Start of DOCUMENT SEGMENT
Let No One Deceive YouMichael L. Brown, Let No One Deceive You: Confronting the Critics of Revival (Shippensburg, PA:  Revival Press, 1997), 295 pages.

Michael Brown (Ph.D., New York University) is president of the Brownsville School of Ministry, and is regarded as being a leading scholar of the revival movement. In his preface Dr. Brown states that this book “. . . has intentionally been written with simplicity and clarity.” This the author has done, without sacrificing useful endnotes that Dr. Brown states “… merely hint at the scholarship that undergirds the book itself …”  (p. 5 of the  preface).

This book was written as an answer to the many critics of the revival taking place in Brownsville, near Pensacola, Florida. It is not, however, a defense of revival but rather an “… appeal to the critics to come join us in the harvest fields” (from p. 2 of the preface). Brown has endeavored whenever possible to summarize the views of the critics, rather than singling them out by name. This reviewer found such an approach refreshing.

Chapter one sets the tone of the book by asking the critics, “What makes you right?” (p. 2). A chief concern he has is those who do not make a careful study of the facts, or attend a single revival service, yet feel free to make sweeping judgements. He quotes from the Alcoholics Anonymous manual, “There is a principle which is a bar against all arguments and which cannot fail to keep a man in everlasting ignorance–that principle is contempt prior to investigation” (p.8).
End of DOCUMENT SEGMENT
Start of INFORMATION SUPPLIED
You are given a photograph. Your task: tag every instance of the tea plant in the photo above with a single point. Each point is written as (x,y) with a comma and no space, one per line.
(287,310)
End of INFORMATION SUPPLIED
● **TASK SET**:
1. According to the book review, where is the revival that the critics oppose taking place?
2. Rewrite a passage of the book review, beginning at the words "This book was" and stopping after "an approach refreshing.", with "refreshing" replaced by "welcome".

● **REPLIES**:
1. In Brownsville, near Pensacola, Florida.

2.
This book was written as an answer to the many critics of the revival taking place in Brownsville, near Pensacola, Florida. It is not, however, a defense of revival but rather an “… appeal to the critics to come join us in the harvest fields” (from p. 2 of the preface). Brown has endeavored whenever possible to summarize the views of the critics, rather than singling them out by name. This reviewer found such an approach welcome.